Re: [PATCH 3/3] SUNRPC: Fix svc_tcp_recvfrom()

[Date Prev][Date Next][Thread Prev][Thread Next][Date Index][Thread Index]

 



On Mon, May 18, 2009 at 05:47:56PM -0400, Trond Myklebust wrote:
> Ensure that we immediately read and buffer data from the incoming TCP
> stream so that we grow the receive window quickly, and don't deadlock on
> large READ or WRITE requests.

So, I dropped this patch earlier because although I don't have a serious
problem with it, I also couldn't explain why exactly it would explain
the performance differences we were seeing, and I was afraid we might be
papering over some other (as yet unfound) problem--so it seemed safest
just to revert the original buffer changes for the time being and leave
this alone.

However: I'm recently reminded of a different problem, which is this:

	if (!(svsk->sk_reclen & RPC_LAST_STREAM_FRAGMENT)) {
		/* FIXME: technically, a record can be fragmented, and
		 * non-terminal fragments will not have the top bit set
		 * in the fragment length header.  But apparently no
		 * known nfs clients send fragmented records.  */
		if (net_ratelimit())
			printk(KERN_NOTICE "RPC: multiple fragments "
				"per record not supported\n");
		goto err_delete;
	}

(Reminded because libtirpc does in fact send these fragmented records
(why, I have no idea), so the CITI windows client (which uses libtirpc)
hits this case.  Hah.  In any case, this is a server bug, and we really
should fix it.)

The current server behavior is to leave the data in the network buffers
until it's sure it has a full request.  It seems hard to do that if the
server has to go dig through the network buffers to find all the record
markers.  (Is there even a reasonable way to do that?)

So I wonder whether I should rebase this to the most recent kernel and
then try implementing the rpc stream fragment handling on top.

--b.

> 
> Signed-off-by: Trond Myklebust <Trond.Myklebust@xxxxxxxxxx>
> ---
> 
>  include/linux/sunrpc/svcsock.h |    1 
>  net/sunrpc/svcsock.c           |  167 +++++++++++++++++++++++++++++-----------
>  2 files changed, 124 insertions(+), 44 deletions(-)

+ + + +

What is asked:
A - Answer these from the SUNRPC patch reply:
(i) Which client that uses libtirpc hits the fragmented-record case?
(ii) How many files does the patch change?
(iii) According to the reply, where does the current server leave the data until it is sure it has a full request?
B - List every bracketed navigation link at the top of the SUNRPC patch reply.
C - Continue the SUNRPC patch reply from its last line.
The rows are separate material, unrelated to the SUNRPC patch reply.

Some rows

+ + + +

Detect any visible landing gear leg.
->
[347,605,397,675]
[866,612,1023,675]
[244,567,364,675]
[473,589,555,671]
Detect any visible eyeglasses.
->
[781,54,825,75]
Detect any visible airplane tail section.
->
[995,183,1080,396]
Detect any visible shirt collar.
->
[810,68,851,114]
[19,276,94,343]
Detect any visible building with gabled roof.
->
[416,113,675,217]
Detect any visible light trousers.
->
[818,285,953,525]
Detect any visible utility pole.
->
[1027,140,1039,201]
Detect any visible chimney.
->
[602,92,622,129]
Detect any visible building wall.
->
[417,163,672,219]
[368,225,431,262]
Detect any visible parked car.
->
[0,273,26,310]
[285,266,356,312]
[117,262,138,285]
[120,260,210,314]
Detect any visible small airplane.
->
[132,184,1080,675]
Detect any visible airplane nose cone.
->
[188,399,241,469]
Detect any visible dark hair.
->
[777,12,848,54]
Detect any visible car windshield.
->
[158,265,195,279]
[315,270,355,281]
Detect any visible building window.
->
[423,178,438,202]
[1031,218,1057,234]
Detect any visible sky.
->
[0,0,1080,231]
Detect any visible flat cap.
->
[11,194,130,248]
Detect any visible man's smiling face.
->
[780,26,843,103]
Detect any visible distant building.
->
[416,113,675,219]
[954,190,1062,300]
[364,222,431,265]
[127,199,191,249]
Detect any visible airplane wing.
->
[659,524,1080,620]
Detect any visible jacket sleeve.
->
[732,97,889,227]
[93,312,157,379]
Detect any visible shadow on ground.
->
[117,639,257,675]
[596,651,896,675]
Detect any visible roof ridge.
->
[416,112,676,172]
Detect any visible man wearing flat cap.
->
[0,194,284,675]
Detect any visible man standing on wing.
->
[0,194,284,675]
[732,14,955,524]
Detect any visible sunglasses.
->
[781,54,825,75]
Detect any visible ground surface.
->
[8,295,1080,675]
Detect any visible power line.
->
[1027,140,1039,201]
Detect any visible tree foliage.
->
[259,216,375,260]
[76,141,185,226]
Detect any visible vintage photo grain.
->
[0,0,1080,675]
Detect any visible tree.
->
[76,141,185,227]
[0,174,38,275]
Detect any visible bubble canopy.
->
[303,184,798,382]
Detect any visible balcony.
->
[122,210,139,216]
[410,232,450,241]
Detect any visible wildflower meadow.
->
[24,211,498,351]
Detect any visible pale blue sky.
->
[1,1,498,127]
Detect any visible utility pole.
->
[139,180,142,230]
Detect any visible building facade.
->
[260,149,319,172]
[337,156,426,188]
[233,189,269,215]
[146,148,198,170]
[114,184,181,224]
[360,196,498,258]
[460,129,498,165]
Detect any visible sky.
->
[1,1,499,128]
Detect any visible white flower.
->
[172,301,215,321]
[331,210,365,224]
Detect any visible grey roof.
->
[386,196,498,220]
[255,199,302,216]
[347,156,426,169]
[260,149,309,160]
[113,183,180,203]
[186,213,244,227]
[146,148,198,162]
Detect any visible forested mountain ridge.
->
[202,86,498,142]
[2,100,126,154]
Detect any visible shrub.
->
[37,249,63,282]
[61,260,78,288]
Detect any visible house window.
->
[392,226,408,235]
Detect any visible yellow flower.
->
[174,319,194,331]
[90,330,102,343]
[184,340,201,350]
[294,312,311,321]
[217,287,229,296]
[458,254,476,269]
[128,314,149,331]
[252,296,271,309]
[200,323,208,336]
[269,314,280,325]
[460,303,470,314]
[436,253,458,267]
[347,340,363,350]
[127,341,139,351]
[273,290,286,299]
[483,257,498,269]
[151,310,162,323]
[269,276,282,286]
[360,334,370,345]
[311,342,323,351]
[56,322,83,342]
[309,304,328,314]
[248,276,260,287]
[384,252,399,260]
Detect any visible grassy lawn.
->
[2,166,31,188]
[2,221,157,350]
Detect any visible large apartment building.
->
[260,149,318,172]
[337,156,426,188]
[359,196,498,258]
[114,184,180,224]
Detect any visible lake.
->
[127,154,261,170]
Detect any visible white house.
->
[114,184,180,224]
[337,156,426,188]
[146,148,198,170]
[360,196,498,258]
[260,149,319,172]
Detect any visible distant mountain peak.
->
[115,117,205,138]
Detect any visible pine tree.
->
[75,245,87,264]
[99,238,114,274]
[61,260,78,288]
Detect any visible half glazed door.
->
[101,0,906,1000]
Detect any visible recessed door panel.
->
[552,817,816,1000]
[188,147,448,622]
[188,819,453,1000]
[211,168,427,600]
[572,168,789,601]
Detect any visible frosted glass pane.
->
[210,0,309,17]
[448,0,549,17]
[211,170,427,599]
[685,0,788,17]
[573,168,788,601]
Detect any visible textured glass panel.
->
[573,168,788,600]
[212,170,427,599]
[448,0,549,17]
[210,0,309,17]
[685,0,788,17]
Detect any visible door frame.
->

+ + + +

Answers to the problems:
A -
(i) The CITI windows client
(ii) 2
(iii) In the network buffers

B -
Date Prev
Date Next
Thread Prev
Thread Next
Date Index
Thread Index

C -
> 
> 
> diff --git a/include/linux/sunrpc/svcsock.h b/include/linux/sunrpc/svcsock.h
> index 483e103..b0b4546 100644
> --- a/include/linux/sunrpc/svcsock.h
> +++ b/include/linux/sunrpc/svcsock.h
> @@ -28,6 +28,7 @@ struct svc_sock {
>  	/* private TCP part */
>  	u32			sk_reclen;	/* length of record */
>  	u32			sk_tcplen;	/* current read length */
> +	struct page *		sk_pages[RPCSVC_MAXPAGES];	/* received data */
>  };
>  
>  /*
> diff --git a/net/sunrpc/svcsock.c b/net/sunrpc/svcsock.c
> index eed978e..7dd65b0 100644
> --- a/net/sunrpc/svcsock.c
> +++ b/net/sunrpc/svcsock.c
> @@ -323,6 +323,33 @@ static int svc_recvfrom(struct svc_rqst *rqstp, struct kvec *iov, int nr,
>  	return len;
>  }
>  
> +static int svc_partial_recvfrom(struct svc_rqst *rqstp,
> +				struct kvec *iov, int nr,
> +				int buflen, unsigned int base)
> +{
> +	size_t save_iovlen;
> +	void __user *save_iovbase;
> +	unsigned int i;
> +	int ret;
> +
> +	if (base == 0)
> +		return svc_recvfrom(rqstp, iov, nr, buflen);
> +
> +	for (i = 0; i < nr; i++) {
> +		if (iov[i].iov_len > base)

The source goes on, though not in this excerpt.